Stored records:
+++
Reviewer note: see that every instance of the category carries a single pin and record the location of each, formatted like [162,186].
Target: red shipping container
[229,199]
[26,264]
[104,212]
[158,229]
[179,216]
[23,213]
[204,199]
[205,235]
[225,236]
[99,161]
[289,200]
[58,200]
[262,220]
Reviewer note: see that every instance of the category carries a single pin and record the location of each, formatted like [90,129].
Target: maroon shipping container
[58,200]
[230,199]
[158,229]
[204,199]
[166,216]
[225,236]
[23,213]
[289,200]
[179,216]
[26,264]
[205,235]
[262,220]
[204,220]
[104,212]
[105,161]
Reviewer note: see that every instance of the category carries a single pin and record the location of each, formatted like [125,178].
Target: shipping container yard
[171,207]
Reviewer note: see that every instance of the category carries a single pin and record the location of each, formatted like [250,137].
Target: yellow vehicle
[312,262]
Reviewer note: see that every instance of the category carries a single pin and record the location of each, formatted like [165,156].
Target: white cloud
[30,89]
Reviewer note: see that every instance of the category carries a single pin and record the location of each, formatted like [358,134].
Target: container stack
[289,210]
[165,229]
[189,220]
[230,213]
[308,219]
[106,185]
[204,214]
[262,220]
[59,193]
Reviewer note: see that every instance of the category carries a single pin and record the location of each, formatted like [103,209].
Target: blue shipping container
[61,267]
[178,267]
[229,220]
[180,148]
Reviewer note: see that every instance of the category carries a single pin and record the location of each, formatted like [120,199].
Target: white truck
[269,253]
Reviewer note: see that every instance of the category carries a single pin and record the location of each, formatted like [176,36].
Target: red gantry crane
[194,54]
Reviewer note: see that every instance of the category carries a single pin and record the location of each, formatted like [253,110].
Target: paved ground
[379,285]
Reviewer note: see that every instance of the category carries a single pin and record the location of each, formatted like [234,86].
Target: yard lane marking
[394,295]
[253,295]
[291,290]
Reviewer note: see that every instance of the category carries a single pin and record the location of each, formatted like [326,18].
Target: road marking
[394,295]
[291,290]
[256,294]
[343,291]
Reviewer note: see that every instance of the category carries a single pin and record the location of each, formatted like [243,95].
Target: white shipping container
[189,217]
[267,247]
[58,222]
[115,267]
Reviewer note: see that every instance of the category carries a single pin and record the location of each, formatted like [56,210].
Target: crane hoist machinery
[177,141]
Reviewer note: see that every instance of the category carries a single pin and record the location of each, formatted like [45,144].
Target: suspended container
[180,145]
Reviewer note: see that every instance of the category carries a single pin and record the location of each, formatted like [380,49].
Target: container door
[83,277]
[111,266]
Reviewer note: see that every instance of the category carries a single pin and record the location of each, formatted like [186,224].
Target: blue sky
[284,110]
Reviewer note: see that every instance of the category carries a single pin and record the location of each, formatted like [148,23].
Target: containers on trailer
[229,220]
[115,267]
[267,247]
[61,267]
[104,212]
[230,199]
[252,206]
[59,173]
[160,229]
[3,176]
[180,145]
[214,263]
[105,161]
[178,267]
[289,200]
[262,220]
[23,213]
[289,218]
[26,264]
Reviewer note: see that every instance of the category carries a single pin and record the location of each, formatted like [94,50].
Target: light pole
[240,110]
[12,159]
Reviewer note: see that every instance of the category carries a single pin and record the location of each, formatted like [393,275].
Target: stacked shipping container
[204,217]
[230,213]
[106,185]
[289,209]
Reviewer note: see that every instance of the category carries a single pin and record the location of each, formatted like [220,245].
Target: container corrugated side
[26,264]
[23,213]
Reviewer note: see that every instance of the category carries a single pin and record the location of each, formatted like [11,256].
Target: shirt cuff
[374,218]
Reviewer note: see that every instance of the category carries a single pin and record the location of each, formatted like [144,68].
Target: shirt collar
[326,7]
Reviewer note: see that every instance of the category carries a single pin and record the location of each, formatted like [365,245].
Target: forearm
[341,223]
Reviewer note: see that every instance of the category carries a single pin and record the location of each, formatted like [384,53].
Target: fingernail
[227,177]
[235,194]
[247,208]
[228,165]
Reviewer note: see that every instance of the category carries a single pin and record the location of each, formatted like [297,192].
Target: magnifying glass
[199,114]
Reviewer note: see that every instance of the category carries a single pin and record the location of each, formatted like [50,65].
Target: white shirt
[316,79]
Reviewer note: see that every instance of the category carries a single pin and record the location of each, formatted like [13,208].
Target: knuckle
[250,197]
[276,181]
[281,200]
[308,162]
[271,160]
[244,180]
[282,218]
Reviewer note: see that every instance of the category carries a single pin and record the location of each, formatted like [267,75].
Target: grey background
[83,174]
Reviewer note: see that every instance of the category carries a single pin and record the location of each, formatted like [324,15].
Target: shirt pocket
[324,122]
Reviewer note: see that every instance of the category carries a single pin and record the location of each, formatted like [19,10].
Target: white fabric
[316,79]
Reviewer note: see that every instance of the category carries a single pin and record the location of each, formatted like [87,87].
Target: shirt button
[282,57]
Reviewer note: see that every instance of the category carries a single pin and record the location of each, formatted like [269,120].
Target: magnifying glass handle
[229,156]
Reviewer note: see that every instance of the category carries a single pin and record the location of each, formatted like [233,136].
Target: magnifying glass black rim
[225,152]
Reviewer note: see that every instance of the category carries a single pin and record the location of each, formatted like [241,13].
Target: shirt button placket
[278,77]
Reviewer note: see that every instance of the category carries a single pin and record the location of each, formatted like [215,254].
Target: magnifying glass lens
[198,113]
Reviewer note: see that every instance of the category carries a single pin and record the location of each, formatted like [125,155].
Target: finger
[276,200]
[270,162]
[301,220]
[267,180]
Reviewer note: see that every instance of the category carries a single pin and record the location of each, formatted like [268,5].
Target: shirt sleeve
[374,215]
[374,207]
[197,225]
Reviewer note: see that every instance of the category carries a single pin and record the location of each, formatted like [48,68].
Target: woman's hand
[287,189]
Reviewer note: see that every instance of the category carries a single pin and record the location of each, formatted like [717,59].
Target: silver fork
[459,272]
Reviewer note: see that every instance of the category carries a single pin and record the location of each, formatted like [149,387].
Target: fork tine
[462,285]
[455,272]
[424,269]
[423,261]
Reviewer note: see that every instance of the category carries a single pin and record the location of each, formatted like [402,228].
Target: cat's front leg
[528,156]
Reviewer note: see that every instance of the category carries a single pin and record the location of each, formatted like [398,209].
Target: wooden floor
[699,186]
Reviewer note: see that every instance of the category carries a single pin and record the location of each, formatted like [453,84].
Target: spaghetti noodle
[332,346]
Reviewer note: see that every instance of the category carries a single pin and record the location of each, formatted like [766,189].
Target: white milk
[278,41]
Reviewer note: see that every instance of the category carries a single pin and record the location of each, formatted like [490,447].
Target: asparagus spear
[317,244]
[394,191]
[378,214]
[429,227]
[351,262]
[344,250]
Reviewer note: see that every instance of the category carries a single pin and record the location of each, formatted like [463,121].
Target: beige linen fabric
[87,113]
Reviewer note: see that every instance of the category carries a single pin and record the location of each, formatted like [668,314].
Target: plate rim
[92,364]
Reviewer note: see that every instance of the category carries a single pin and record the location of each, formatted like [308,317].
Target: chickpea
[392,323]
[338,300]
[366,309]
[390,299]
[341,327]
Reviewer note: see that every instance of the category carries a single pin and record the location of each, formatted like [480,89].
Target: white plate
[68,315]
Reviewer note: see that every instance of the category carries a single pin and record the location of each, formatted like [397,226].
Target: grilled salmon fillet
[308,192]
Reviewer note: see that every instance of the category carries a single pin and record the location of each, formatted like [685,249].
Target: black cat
+++
Task prompt: Rewrite every line from the one containing "formatted like [490,447]." down through the end of the items, requests included, multiplying each coordinate in the answers by 2.15 and rounding to whole numbers, with halves going up. Leave the numbers in the requests, including their format samples, unchanged.

Written solution:
Reviewer note: see that every instance of the category carries a single pin and record the location of each, formatted like [490,447].
Target: asparagus spear
[682,525]
[847,411]
[813,460]
[922,488]
[755,563]
[740,538]
Reviewer note: see that every instance of the category carries a single pin and record the location of each, formatted like [463,121].
Target: beige linen fabric
[187,243]
Reviewer note: see that every instance of the category carries a single pin and record the location of each, formatted like [668,314].
Target: plate rim
[198,783]
Reviewer note: see that every instance of the category carries a single pin and record the location of each, formatted like [308,317].
Target: chickpea
[843,694]
[727,645]
[787,664]
[839,643]
[733,703]
Reviewer note: see that every instance of the category carries a single pin and record the location of each, formatted like [480,89].
Target: white plate
[146,677]
Reviewer note: see that every instance of the category carries a single pin and record the location of each, formatted like [397,226].
Target: grilled salmon fillet
[662,413]
Reviewer note: see that every instance of the category carries a single pin and record the location of each, formatted like [685,249].
Target: black cat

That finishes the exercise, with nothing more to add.